Give back all the data exactly, line by line.

[Location labeling records]
-=-=-=-=-

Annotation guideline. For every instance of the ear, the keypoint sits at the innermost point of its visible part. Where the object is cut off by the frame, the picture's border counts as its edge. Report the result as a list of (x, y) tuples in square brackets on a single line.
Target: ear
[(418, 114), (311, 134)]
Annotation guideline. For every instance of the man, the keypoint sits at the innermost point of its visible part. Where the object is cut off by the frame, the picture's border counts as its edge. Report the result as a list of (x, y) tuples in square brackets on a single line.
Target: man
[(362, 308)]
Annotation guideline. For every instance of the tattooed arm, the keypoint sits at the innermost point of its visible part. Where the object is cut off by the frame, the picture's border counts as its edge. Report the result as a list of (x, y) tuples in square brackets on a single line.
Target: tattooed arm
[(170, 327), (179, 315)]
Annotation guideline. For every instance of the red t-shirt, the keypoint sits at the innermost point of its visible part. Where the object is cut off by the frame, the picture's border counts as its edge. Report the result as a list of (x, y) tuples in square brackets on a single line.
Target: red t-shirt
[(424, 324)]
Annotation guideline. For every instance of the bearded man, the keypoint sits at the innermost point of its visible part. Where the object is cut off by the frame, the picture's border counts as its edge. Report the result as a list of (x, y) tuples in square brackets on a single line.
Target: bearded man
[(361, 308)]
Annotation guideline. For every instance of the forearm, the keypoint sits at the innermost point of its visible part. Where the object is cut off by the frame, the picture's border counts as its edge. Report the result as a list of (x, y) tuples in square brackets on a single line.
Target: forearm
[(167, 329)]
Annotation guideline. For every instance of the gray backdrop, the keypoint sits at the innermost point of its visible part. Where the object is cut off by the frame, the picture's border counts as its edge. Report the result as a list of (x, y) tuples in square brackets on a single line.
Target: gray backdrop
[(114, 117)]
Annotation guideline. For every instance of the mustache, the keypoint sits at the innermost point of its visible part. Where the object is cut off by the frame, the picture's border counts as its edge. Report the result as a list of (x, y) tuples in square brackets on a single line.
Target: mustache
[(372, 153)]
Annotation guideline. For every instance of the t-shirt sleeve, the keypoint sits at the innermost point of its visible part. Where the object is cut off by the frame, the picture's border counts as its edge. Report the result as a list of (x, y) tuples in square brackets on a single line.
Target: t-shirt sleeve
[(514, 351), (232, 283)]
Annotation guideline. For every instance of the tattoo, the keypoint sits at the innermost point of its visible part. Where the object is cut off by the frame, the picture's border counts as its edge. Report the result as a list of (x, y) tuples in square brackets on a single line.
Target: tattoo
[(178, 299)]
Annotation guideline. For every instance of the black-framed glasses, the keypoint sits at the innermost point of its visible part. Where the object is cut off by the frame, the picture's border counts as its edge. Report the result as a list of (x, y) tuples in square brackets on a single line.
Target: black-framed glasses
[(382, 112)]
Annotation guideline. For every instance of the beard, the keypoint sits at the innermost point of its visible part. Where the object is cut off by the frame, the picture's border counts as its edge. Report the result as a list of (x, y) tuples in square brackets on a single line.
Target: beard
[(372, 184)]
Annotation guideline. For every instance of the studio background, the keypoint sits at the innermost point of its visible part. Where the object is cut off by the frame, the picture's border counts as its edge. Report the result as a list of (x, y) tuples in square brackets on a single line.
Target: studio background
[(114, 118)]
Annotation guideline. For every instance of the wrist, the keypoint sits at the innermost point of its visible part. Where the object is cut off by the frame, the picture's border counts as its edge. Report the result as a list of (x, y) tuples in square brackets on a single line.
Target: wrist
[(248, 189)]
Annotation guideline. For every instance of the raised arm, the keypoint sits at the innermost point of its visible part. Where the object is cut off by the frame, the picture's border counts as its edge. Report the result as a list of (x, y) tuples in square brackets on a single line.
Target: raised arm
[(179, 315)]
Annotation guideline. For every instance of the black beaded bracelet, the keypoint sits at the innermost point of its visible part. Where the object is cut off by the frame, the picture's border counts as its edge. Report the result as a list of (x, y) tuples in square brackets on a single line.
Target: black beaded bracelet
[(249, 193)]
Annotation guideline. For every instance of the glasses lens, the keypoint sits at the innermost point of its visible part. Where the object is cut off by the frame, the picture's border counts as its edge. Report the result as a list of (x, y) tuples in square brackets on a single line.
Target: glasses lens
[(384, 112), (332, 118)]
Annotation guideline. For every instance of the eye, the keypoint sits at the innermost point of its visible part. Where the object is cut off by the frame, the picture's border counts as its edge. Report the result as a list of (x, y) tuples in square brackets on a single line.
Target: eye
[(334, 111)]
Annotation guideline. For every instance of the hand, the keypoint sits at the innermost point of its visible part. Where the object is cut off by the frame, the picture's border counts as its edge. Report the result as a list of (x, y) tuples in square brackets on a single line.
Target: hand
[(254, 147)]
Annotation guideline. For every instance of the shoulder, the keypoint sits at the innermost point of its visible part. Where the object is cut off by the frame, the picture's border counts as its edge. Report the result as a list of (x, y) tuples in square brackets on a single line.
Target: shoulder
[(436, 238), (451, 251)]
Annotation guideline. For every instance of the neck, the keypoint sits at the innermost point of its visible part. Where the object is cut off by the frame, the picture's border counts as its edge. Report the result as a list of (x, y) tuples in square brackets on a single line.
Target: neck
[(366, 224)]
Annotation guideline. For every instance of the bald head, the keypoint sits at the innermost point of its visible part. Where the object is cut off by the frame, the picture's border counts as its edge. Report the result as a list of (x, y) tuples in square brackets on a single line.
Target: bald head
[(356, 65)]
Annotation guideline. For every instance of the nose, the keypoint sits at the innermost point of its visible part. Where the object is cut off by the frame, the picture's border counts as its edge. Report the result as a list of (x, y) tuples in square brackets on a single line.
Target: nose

-=-=-=-=-

> [THE REPLY]:
Annotation guideline. For every instance of the ear, the keypoint sits at the innermost point of its visible part. Where the object is cut off by the frame, the picture's border counts as its edge. Report the result as a list of (x, y) tuples in square brackets on a single line.
Target: ear
[(418, 114), (311, 134)]
Annotation guideline. For every instance of the man, the keypoint sits at the innermost point of its visible part. Where the object is cut off by the frame, the picture's border counts as its edge. Report the result as a list of (x, y) tuples in square brackets on a single line.
Target: man
[(362, 308)]
Annotation guideline. For every instance of the tattooed arm, the keypoint sits at the innermost point of its visible part. Where the object is cut off by the frame, the picture's border counts as its edge. Report the result as a list of (x, y) tuples in square brackets on a single line.
Target: tattooed arm
[(170, 327), (179, 315)]
Annotation guideline. For every instance of the red t-shirt, the keypoint sits at the innermost point of its visible part. Where the object is cut off by the frame, the picture's border counts as its edge. Report the result as a list of (x, y) tuples in square brackets on a single line.
Target: red t-shirt
[(424, 324)]
Annotation guideline. For every instance of the bearded man, the keypoint sits at the innermost point of its visible part. Where the object is cut off by the frame, the picture's border counts as its edge. Report the result as a list of (x, y) tuples in square brackets on a single line.
Target: bearded man
[(361, 308)]
Annotation guideline. For every instance of the forearm, the keypoint sits at the innermost point of its visible part. Where the object is cut off by the frame, the picture's border counts as its edge. Report the result as a list of (x, y) tuples in square brackets on a single line.
Target: forearm
[(167, 329)]
Annotation guideline. For every instance of the gray backdrop, the keypoint sits at the innermost point of its visible part. Where the object is cut off by the frame, the picture's border counts as its edge. Report the result as a list of (x, y) tuples in square brackets on a single line.
Target: gray backdrop
[(114, 117)]
Annotation guideline. For every instance of the mustache, the keypoint sits at the innermost point of its visible part. Where the object is cut off by the frame, the picture's border counts as its edge. Report the result as a list of (x, y) tuples in square brackets on a single line.
Target: mustache
[(372, 153)]
Annotation guideline. For every instance of the t-shirt sleeve, the keypoint sits at the innermost point of its visible part. Where the object is cut off by the frame, the picture's border counts as its edge. Report the result as a list of (x, y) tuples in square brackets on a single line.
Target: t-shirt sleeve
[(514, 351), (232, 283)]
Annotation guideline. For every instance of the tattoo, the keypoint sits at the innermost point of its visible part. Where the object is cut off by the frame, the picture's border counts as its edge. Report the result as a list of (x, y) tuples in square brackets on a single line.
Target: tattoo
[(178, 299)]
Annotation guideline. For every instance of the black-framed glasses, the keypoint sits at the innermost point of its visible part. Where the object is cut off by the frame, the picture's border counts as its edge. Report the result as a list of (x, y) tuples in square brackets on a single line.
Target: black-framed glasses
[(382, 112)]
Annotation guideline. For every instance of the beard, the keypoint sits at the innermost point of its visible part. Where the object is cut off by the frame, the picture's border counts as its edge. Report the result as a list of (x, y) tuples in square brackets on a single line.
Target: beard
[(372, 184)]
Annotation guideline. For every instance of the studio background, the keypoint sits at the innermost point of its visible part. Where the object is cut off by the frame, the picture's border counts as its edge. Report the result as a list of (x, y) tuples in square brackets on a single line.
Target: studio background
[(114, 118)]
Annotation guideline. For every instance of the wrist, the keypoint sits at the innermost point of its visible part. Where the object is cut off by the frame, the picture's border counts as its edge. Report the result as a list of (x, y) tuples in square brackets on a single line.
Target: wrist
[(248, 189)]
Annotation guideline. For every instance of the raised arm, the keypoint sits at the innermost point of its visible part. Where the object is cut off by the frame, the picture's border counts as its edge. Report the result as a list of (x, y) tuples in square brackets on a single line.
Target: raised arm
[(179, 315)]
Annotation guideline. For every instance of the black beaded bracelet, the keypoint sits at the innermost point of its visible part. Where the object is cut off by the frame, the picture's border counts as its edge. Report the result as a list of (x, y) tuples in square brackets on a single line.
Target: black beaded bracelet
[(249, 193)]
Annotation guideline. For every instance of the glasses lens, the keypoint sits at the innermost point of its visible part. Where the object is cut off by the frame, the picture's border counts as its edge. Report the result as a list of (x, y) tuples in square brackets on a single line.
Target: glasses lens
[(384, 112), (332, 118)]
Annotation guideline. For every instance of the eye, the keypoint sits at the innermost point of its visible part. Where the object is cut off by the frame, the picture's border counts as its edge. Report the result as a list of (x, y) tuples in square brackets on a single line.
Target: eye
[(334, 111)]
Annotation guideline. For every instance of the hand, the keypoint sits at the innermost point of its visible part. Where the object is cut off by the frame, the picture's border counts as its edge. Report the result as a list of (x, y) tuples in square brackets on a single line.
Target: hand
[(254, 147)]
Annotation guideline. For every instance of the shoulder, the keypoint sits at the innermost point of its visible part. Where the object is cut off by the frame, the picture's border counts as its edge. Report the result as a list of (x, y) tuples in square brackets on a single line.
Target: shoulder
[(436, 238), (451, 251)]
Annotation guideline. For every instance of the neck, the keypoint sits at the innermost point of its visible part. Where the object is cut off by the frame, the picture's border counts as its edge. Report the result as a list of (x, y) tuples in square brackets on a single line.
Target: neck
[(366, 224)]
Annotation guideline. For every instance of the bald head, the keypoint sits at the innermost point of its visible part. Where the object is cut off by the frame, the picture's border counts as its edge. Report the result as a list of (x, y) tuples in square brackets on a single line.
Target: bald head
[(356, 65)]
Annotation guideline. For every instance of the nose, the keypoint sits at the innermost point of its visible part. Where the object is cut off by the frame, the picture's border counts as its edge. Report the result as a list of (x, y) tuples in square brackets on a single line.
Target: nose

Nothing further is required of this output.